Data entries
****

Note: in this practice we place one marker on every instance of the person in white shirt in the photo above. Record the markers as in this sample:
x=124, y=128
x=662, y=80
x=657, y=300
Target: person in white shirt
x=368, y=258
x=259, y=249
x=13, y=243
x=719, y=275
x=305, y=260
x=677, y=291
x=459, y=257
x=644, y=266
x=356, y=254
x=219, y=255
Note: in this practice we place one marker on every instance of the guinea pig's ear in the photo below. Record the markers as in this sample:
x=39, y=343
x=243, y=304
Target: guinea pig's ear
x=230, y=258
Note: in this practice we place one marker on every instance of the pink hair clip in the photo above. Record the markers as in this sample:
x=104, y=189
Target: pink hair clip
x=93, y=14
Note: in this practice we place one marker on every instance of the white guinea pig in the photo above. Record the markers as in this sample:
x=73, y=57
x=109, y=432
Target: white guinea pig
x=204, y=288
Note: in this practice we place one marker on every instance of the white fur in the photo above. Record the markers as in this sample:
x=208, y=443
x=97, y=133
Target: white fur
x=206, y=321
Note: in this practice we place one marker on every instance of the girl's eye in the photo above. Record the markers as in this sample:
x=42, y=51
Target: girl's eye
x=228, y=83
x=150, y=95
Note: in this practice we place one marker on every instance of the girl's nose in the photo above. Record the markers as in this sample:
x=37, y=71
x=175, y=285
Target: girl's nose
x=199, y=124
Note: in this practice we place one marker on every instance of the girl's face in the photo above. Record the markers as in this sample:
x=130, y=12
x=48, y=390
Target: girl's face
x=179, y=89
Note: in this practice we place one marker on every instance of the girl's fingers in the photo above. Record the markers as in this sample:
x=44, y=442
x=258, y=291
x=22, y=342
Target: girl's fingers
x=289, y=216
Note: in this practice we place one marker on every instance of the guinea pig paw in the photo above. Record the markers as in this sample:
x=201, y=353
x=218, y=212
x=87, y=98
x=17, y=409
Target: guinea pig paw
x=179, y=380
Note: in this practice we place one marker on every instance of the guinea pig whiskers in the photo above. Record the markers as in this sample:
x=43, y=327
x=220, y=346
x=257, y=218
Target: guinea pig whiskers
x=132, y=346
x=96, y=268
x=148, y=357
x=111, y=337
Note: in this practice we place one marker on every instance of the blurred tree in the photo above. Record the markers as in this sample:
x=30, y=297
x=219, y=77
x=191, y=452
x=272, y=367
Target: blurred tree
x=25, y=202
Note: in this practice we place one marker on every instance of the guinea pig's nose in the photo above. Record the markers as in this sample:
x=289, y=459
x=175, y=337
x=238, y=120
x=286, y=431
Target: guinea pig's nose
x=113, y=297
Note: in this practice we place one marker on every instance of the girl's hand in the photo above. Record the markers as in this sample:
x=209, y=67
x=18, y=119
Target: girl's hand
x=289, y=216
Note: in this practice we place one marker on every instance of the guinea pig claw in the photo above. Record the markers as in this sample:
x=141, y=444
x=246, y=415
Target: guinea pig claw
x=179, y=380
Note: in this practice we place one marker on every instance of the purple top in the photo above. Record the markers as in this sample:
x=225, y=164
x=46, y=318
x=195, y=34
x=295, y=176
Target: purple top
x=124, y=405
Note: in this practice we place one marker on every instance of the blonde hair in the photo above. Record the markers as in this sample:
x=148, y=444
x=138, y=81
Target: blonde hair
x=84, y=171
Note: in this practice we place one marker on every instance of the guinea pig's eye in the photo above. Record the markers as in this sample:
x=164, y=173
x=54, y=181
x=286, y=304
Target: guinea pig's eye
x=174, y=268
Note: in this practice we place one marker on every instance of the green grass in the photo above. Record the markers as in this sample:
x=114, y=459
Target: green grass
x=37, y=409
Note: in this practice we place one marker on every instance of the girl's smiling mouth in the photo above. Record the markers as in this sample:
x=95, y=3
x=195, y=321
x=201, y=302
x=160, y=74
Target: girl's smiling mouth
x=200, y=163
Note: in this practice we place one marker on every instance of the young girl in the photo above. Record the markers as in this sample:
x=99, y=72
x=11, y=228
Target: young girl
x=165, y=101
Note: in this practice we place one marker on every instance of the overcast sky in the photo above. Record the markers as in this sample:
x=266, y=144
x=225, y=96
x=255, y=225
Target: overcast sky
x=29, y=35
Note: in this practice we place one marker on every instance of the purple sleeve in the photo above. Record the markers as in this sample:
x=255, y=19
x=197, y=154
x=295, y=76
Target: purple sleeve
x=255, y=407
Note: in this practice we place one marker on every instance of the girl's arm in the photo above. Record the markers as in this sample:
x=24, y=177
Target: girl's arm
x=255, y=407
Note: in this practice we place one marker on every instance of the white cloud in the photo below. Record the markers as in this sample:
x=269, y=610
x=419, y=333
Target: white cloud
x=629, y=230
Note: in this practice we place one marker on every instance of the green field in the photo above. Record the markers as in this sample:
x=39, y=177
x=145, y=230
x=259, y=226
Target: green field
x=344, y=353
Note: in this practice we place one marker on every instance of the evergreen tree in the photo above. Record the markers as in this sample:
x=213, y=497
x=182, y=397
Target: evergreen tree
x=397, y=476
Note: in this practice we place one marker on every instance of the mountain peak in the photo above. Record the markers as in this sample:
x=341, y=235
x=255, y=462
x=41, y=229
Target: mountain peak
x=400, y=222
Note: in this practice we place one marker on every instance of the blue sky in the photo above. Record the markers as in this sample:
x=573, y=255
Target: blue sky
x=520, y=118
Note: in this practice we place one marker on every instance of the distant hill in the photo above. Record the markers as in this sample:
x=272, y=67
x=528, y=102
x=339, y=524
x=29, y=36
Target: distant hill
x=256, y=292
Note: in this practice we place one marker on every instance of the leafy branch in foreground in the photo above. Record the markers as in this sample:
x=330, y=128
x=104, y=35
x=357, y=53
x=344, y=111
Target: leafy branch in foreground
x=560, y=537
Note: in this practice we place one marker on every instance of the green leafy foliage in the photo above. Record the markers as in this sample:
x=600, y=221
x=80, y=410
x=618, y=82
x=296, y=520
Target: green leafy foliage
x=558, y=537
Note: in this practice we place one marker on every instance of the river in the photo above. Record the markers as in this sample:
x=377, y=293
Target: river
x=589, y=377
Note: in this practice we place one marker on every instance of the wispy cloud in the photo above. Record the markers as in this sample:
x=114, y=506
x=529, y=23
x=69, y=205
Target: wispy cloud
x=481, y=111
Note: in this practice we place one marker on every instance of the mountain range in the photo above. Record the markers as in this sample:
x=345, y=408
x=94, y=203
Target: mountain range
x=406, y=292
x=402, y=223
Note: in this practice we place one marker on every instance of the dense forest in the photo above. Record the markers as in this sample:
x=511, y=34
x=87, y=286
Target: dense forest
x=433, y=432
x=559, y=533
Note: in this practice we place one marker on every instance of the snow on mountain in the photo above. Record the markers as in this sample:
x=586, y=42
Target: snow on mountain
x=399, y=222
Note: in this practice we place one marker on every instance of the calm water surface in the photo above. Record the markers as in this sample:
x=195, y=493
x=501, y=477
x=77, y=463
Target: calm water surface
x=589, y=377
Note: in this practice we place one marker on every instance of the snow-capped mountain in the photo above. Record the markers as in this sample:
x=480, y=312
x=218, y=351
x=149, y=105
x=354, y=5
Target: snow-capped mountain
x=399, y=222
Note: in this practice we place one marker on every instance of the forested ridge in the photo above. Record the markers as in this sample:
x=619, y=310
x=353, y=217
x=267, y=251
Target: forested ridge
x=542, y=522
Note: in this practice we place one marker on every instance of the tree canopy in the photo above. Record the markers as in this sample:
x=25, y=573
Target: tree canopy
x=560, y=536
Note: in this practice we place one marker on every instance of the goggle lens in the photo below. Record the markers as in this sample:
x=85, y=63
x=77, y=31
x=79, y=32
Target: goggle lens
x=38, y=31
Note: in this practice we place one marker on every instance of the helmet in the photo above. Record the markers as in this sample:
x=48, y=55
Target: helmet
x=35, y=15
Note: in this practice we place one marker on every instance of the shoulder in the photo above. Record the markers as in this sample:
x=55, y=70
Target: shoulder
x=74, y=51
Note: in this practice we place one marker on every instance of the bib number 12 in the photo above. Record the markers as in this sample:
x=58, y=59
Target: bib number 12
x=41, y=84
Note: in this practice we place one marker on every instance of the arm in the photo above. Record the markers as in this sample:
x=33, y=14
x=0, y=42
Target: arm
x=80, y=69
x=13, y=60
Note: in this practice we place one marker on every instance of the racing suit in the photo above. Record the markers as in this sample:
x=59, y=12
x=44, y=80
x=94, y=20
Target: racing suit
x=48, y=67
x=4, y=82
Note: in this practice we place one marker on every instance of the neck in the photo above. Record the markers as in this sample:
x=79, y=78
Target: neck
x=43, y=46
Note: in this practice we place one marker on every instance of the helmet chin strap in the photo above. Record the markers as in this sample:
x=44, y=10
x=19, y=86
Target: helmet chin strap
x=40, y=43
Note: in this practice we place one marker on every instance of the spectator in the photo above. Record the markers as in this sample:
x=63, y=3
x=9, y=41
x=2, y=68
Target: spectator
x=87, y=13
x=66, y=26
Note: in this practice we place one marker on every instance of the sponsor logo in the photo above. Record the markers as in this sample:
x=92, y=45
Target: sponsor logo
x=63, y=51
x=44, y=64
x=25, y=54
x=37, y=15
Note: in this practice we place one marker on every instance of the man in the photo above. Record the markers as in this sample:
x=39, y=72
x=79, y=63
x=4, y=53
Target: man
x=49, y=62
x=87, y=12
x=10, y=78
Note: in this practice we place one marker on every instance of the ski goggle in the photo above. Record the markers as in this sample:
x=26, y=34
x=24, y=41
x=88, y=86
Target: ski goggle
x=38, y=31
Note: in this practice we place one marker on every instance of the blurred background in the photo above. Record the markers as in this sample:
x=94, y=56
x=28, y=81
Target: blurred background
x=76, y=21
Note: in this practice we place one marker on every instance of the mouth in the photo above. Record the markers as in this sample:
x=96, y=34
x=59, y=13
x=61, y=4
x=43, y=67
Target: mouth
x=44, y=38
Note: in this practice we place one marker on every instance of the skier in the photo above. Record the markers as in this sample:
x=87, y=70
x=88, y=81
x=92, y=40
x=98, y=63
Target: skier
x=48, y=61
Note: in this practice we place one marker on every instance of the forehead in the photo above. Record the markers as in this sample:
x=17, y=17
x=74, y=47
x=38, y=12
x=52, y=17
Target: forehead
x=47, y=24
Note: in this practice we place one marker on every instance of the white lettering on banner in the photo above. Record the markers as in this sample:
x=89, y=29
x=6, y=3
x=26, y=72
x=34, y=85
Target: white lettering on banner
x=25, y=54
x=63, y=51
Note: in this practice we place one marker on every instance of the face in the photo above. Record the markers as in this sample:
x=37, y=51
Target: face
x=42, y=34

****

Work to complete
Copy out everything from the start of the data entries down to the line containing "x=219, y=255", both included. Multiply each answer coordinate by 0.35 and round to whole numbers with halves going up, leaving the sample coordinates unchanged.

Result of this exercise
Note: in this practice we place one marker on every instance of the person in white shirt in the photo above. Record the markers as in this sample:
x=124, y=128
x=662, y=80
x=657, y=300
Target: person in white shirt
x=129, y=90
x=91, y=87
x=5, y=85
x=252, y=96
x=107, y=91
x=237, y=102
x=161, y=90
x=225, y=93
x=125, y=89
x=77, y=89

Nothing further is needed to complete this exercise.